◆ What is asked ◆
Count how many lines of the records below contain the word "jacket", and reply with that number alone.

::::

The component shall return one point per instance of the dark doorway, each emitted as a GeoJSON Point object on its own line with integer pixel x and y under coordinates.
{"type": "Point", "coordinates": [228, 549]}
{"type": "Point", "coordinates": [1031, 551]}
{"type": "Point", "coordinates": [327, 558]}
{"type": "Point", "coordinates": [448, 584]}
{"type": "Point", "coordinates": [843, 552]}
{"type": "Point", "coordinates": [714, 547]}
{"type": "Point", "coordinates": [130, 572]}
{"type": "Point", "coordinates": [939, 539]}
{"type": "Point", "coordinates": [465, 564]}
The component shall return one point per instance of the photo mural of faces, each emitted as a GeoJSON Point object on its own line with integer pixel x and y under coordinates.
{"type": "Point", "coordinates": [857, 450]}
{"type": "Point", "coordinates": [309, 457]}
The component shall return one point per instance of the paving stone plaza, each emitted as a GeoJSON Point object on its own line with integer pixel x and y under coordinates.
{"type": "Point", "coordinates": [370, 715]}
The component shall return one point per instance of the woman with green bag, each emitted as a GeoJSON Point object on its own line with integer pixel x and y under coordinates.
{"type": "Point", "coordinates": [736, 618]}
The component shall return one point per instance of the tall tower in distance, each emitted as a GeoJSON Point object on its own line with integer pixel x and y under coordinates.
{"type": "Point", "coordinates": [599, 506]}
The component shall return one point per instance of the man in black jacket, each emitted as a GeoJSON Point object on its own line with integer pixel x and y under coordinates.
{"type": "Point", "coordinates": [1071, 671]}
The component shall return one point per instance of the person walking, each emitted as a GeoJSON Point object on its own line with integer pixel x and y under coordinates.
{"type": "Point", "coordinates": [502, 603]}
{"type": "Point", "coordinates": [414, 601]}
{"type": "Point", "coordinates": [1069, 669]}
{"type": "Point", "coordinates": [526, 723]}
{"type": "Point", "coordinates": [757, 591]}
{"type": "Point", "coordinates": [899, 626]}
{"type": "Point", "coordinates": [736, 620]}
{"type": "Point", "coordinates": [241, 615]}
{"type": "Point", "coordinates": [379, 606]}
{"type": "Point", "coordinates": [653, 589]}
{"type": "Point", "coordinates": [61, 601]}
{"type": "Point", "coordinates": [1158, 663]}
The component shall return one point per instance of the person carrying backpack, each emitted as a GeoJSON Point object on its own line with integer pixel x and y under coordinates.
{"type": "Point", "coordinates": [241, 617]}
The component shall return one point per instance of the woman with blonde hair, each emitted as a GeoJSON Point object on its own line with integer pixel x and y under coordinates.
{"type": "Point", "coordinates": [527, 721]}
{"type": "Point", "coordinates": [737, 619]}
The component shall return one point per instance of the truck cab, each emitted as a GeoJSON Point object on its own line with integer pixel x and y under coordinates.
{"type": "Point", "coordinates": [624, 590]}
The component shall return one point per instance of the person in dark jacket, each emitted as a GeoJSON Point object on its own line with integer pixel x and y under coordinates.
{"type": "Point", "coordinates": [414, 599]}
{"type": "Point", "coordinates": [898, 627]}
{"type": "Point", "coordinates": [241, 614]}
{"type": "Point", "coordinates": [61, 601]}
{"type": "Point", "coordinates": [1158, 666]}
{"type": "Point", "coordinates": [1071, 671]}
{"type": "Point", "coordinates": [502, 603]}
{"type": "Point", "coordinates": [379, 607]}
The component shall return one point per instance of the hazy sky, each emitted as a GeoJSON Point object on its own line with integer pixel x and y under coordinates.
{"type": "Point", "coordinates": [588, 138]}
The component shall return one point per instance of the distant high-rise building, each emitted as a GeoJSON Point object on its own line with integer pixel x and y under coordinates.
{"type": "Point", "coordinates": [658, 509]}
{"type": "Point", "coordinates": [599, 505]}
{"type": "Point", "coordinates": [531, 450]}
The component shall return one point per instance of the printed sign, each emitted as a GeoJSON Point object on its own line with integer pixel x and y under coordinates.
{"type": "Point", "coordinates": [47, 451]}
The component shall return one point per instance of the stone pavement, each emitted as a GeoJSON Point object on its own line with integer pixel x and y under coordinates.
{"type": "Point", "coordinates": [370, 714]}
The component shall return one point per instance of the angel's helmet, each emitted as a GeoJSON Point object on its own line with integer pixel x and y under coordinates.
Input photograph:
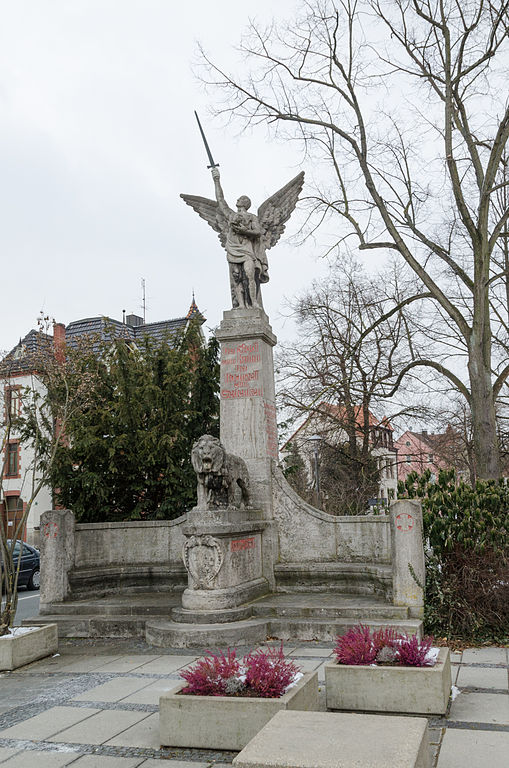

::::

◆ Task result ◆
2